- [Problem] Write the next part of the piece on young people's debt and financial strain, starting right after its last sentence.

- [Page text]

Give it to me I’m worth it…. These words repeat in our heads as we shop the sale racks at Old Navy.
Give it to me I’m worth it...The anthem rings as we fill our grocery cart with ramen.
Give it to me I’m worth it…. We say to ourselves as we get credit card offers after credit card offers with rates that will surely ruin us.
Give it to me I’m worth it… We spend our free time watching beauty gurus making money off our insecurities.
Give it to me I’m worth it... Without our parents, we’d have to choose between loan repayment and rent.
Give it to me I’m worth it… As we work in the service industry while our degrees are for corporate careers.
Give it to me I’m worth it...As we pay our dues (debts) while we pay our dues (being young in the workforce) while we pay our dues (poverty) for paying our dues (debt).
Give it to me I’m worth it… We finally get a 401(k) and pay all our money into it, just to know that we’ll never get it back.
Give it to me I’m worth it... All day we see social media influencers, beautiful, fit, rich not knowing all the filters and fillers and assistants it took to produce that image.
Give it to me I’m worth it... We have 500+ connections on LinkedIn but no one to hang out with on Saturday night.
Give it to me I’m worth it...We are the generation that is most aware of the necessity of therapy and least capable of affording it.
I know I lost half on you in the midst of the above. It’s easy to say Millennials and Gen X are whiny and lazy. Yesterday I worked 15 hours on a Saturday. Most of my peers work incredibly hard and still can’t afford the lives that their parents and grandparents lead.
There is an immense amount of stress and pressure being a teenager or young adult right now. We were raised under the impression that if you work hard, get good grades, and make good choices, you will earn a certain amount of success and sustainability. But somewhere in the last decade the rules changed.
Now, it is not enough to work hard. You have to work harder than everyone around you. You can’t just go to college and get a job. You need at least a Master's to do most “9:00-5:00’s.”
You can’t work during college to cover the cost of tuition. Even with scholarships, grants, etc., you’re still going to come out with more debt than the annual salary of someone who will be your manager.

- [Extracted information]
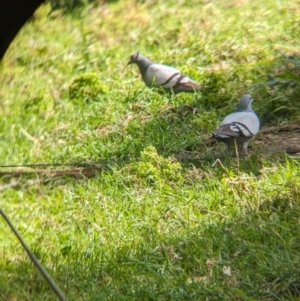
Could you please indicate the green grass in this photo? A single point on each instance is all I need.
(149, 227)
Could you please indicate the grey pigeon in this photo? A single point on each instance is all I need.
(161, 76)
(240, 126)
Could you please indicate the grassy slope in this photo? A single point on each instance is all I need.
(149, 228)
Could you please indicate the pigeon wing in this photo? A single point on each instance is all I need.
(246, 123)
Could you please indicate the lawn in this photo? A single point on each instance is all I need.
(163, 214)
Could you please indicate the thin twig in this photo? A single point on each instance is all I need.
(50, 281)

- [Reply to the exercise]
Aside from economical examples, this generation faces tremendous pressure to be beautiful by society’s standards. Parents of teenage girls, I would encourage you one time to just scroll through your daughter’s Instagram timeline. Notice the amount of weight loss products, makeup, acne treatments, and even plastic surgeries advertised to her between pictures of her friends and celebrities she follows. Notice the celebrities she follows are also pushing these products.
Everywhere around them, youth are being told, “You’re not good enough, but this product will help you.” Unrealistic goals are set for them in all areas of their lives, and when they cannot reach these goals, they end up feeling worthless. Our society creates a tangible measurement of worth through followers, likes, retweets, shares. Never before have humans been constantly evaluated in front of their peers in such a public facing way.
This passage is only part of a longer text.